> _Assigned task_
Line count for "rock": give the number of lines in the records below that hold it, and nothing else.

----

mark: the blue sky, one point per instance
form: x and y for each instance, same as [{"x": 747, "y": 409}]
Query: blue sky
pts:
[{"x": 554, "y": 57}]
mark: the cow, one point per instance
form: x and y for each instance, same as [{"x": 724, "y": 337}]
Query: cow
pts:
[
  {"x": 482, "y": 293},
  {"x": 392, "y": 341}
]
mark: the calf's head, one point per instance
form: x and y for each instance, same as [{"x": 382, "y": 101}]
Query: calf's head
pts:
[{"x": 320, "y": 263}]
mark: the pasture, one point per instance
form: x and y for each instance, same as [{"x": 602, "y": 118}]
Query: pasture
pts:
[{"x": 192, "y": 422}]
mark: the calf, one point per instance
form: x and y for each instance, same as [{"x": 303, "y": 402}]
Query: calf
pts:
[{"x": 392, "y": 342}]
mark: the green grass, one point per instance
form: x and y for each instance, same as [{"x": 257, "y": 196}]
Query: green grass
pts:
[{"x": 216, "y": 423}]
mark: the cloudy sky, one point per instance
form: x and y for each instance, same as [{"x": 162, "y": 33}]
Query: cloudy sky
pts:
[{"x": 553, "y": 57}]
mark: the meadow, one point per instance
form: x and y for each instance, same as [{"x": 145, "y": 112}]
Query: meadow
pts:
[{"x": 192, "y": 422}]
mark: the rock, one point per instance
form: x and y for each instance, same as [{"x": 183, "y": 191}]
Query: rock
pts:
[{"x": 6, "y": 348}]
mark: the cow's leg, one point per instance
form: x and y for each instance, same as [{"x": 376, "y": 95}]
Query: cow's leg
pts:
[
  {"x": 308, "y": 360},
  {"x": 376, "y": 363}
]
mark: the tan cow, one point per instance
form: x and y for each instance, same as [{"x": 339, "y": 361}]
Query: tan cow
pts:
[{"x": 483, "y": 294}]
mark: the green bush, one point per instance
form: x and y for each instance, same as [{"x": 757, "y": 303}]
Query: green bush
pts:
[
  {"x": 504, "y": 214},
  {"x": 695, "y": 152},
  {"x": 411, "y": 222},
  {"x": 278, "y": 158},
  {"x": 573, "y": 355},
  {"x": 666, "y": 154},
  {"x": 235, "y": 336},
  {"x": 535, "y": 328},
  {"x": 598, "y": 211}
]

----

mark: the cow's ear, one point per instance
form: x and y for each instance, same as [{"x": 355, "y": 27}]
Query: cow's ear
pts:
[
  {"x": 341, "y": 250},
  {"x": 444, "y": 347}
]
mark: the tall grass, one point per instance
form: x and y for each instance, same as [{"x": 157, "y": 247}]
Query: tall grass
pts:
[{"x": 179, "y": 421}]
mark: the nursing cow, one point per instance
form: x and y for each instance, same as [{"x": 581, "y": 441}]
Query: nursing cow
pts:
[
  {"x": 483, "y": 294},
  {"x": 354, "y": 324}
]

----

> _Response area_
2